**Problem description:** Look through the entries for the string "motorcycle", and copy each line that holds it.

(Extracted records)
========
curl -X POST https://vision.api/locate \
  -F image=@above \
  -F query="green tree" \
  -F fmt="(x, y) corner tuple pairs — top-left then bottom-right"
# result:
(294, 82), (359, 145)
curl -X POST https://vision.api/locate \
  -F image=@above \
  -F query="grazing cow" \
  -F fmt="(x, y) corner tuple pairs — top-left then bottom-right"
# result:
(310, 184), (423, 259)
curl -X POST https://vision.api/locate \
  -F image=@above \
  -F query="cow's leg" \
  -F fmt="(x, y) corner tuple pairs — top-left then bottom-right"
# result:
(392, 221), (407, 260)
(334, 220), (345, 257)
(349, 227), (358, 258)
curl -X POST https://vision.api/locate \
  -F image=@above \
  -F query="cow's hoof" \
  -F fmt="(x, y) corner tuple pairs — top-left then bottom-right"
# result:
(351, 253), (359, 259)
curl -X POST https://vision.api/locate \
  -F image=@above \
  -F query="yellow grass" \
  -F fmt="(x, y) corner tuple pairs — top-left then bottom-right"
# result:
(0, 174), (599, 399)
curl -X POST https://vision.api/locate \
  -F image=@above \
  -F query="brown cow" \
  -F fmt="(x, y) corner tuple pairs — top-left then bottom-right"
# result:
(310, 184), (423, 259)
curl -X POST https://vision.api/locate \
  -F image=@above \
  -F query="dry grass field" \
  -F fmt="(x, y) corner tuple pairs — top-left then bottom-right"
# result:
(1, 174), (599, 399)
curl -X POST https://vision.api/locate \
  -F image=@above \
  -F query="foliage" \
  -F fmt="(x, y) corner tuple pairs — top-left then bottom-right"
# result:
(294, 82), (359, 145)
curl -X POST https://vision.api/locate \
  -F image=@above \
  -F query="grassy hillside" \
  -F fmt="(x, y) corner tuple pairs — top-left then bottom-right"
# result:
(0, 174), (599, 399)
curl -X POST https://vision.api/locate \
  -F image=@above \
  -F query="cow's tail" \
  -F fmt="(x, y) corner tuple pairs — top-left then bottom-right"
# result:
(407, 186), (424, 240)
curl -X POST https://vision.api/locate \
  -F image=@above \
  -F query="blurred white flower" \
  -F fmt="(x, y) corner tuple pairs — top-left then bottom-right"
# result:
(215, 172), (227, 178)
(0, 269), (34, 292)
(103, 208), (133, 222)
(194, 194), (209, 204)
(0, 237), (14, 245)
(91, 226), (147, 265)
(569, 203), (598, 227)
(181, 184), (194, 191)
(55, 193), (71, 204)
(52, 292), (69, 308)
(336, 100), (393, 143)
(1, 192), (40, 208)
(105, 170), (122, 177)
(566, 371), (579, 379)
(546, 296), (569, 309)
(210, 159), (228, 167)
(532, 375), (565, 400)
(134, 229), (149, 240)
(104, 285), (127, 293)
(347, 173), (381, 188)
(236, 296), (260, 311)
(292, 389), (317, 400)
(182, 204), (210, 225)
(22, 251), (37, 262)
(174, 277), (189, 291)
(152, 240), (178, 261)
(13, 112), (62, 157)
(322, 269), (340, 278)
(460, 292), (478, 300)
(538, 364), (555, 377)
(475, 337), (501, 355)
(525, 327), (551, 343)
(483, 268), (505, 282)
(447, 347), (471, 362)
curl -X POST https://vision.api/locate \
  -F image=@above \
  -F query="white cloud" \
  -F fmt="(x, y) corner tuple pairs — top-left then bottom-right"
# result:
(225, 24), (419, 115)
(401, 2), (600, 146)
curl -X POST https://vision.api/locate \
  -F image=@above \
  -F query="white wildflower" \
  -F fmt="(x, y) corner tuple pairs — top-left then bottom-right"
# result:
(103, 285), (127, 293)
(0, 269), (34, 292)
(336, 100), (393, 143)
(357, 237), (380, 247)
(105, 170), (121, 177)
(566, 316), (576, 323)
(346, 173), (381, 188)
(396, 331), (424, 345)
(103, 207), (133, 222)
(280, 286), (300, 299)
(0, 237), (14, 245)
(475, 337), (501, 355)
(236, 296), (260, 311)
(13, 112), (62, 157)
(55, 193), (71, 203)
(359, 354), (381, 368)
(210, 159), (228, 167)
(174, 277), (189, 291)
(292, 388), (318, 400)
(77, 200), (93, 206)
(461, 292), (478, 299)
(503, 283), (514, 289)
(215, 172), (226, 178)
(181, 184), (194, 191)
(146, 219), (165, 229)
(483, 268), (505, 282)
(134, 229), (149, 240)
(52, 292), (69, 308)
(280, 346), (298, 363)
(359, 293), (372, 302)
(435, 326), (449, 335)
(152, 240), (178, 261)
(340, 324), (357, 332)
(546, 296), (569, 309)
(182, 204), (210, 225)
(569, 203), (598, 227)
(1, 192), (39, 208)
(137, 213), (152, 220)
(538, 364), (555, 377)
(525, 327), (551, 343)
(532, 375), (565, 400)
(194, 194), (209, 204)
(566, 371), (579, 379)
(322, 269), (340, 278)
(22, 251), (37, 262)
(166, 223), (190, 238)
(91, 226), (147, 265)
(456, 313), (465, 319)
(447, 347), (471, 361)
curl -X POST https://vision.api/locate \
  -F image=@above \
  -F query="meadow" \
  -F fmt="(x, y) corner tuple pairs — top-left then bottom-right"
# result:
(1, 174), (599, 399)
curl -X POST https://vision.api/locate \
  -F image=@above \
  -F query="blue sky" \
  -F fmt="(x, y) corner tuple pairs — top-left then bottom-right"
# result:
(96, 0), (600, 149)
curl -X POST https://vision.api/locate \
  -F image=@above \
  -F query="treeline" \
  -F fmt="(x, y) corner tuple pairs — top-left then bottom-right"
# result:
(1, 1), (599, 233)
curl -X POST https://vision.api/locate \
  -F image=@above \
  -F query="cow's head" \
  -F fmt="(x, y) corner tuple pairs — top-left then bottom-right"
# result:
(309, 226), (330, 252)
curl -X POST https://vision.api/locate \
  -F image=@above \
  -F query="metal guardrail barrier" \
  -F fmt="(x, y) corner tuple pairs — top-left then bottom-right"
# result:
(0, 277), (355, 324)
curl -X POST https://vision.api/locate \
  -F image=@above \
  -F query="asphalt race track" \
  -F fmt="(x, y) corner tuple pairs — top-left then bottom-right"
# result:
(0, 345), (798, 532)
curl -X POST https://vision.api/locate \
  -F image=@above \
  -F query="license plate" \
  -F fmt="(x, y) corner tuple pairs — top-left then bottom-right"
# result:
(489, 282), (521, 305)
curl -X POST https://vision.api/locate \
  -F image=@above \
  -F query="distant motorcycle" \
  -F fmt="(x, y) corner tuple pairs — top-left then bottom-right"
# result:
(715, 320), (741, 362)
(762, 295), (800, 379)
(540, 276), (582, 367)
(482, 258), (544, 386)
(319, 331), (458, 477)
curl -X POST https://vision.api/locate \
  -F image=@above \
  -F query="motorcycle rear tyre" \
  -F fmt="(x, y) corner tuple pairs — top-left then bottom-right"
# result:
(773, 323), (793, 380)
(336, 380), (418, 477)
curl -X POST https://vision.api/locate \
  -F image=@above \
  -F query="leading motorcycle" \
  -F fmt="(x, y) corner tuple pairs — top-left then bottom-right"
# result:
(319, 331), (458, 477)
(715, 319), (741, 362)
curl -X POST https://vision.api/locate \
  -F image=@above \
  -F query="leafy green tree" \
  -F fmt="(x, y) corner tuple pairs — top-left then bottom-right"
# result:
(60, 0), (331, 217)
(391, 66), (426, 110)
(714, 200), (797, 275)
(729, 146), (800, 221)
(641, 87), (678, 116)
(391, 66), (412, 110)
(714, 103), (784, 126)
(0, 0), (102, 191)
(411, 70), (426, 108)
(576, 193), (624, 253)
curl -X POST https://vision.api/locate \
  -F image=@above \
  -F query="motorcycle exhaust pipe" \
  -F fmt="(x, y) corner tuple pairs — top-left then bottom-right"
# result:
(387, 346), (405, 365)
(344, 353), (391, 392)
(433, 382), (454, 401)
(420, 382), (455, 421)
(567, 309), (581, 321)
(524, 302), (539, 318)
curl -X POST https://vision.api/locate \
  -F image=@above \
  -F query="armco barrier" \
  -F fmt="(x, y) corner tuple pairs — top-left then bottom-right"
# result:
========
**Exercise response:**
  -F query="distant motorcycle" \
  -F query="motorcycle rear tyre" \
  -F query="leading motorcycle" \
  -F query="motorcycle exhaust pipe" \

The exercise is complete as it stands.